> _Extract_:
>> Begin

I have to admit that I thought this day was going to be a flop. I was really worried that the girls wouldn't be interested in learning about business and that the sessions wouldn't be hands on enough, but it was awesome and the girls had a really good time and were engaged the entire day. The PCVs did an absolutely awesome job; I was very impressed.
We started out the morning in our usual fashion: the girls doing yoga and me having a confrontation with the kitchen staff. All good. Then the PCVs leading the day held a session on what types of businesses exist in Senegal and that maybe it's not such a good idea to open a boutique right next to the other 93847593874 boutiques in your neighborhood. The girls were surprisingly interested in this discussion and everyone wanted to participate which was great. After that session we played a game called The Best Game. An NGO created the game specifically for West Africa and the game takes you through a month of family financial planning. At the beginning of the month it's necessary to take out a loan to start off, which you have to pay back at the end of the month, and then there are "Life" cards which each team has to take one of each week. All the cards are some unexpected catastrophe which forces the family/ team to pay out a lump sum of money. The team makes money by making little paper hats and wisely putting money in the bank. When we learned this game during PST all of the PCVs hated it, but Senegalese people love it and it's an excellent teaching tool because the girls really saw how necessary it is to save so that you don't have to take out a loan every time something bad happens. They really enjoyed the game especially when other teams had to take a "Life" card and had something bad happen to them!

>> End

> _Stated task 1_:
Decide whether each statement agrees with the account of the girls' business day, answering yes or no and quoting the words that settle it: (a) The girls did yoga in the morning. (b) The Best Game was created by the PCVs. (c) The PCVs liked the game when they learned it during PST.
> _Stated task 2_:
Write the next part of the account of the girls' business day, picking up after its final sentence.
The listing has no connection to the account of the girls' business day.

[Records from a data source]
>> Begin

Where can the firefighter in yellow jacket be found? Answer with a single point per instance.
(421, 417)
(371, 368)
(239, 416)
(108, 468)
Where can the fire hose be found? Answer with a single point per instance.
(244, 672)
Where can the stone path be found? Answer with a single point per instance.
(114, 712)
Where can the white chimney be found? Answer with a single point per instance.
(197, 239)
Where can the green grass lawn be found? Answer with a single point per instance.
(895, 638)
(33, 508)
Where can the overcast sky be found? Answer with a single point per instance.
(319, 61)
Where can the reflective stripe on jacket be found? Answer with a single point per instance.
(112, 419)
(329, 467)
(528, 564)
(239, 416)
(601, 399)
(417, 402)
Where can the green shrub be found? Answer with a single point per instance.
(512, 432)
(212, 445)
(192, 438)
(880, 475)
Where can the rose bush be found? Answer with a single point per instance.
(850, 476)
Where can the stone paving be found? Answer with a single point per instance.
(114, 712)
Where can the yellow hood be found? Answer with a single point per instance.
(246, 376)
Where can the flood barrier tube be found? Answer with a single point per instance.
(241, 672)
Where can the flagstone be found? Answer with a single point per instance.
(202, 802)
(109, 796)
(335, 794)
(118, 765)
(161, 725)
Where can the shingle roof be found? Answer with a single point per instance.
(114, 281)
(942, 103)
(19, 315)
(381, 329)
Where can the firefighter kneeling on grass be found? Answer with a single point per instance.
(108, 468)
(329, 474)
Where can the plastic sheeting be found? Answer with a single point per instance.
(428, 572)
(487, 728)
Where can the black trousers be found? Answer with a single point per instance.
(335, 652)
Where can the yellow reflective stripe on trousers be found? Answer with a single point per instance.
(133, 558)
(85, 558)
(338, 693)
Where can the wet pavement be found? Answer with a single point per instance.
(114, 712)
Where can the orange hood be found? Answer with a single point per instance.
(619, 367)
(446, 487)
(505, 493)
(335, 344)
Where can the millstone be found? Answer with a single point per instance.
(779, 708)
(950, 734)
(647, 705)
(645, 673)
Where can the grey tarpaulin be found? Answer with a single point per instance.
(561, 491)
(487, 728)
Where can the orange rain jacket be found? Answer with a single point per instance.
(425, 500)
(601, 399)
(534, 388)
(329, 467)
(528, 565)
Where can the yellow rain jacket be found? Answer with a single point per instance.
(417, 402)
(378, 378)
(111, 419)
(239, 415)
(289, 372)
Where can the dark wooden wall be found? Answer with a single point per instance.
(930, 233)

>> End

> _Expected output 1_:
(a) Yes: "the girls doing yoga and me having a confrontation with the kitchen staff."
(b) No: "An NGO created the game specifically for West Africa"
(c) No: "When we learned this game during PST all of the PCVs hated it"

> _Expected output 2_:
After lunch we had two, great hands-on sessions. We taught the girls how to make Neem lotion, an anti-mosquito lotion made from leaves, and lip balm. They LOVED the activities. We finagled a giant gas burner and bowl from the kitchen staff and the girls grated all of the soap necessary to make Neem lotion and stirred the concoction. Then they got it all over themselves while they tried to put it in bags, but they really liked it and want to make it at home so that's all that matters. Along with the Neem lotion and lip balm session we taught them how it's important to think about costing before you fix a price for your product. I'm not too sure they took home this lesson since they were far more interested in the lip balm at that point, but regardless, the day was a total success.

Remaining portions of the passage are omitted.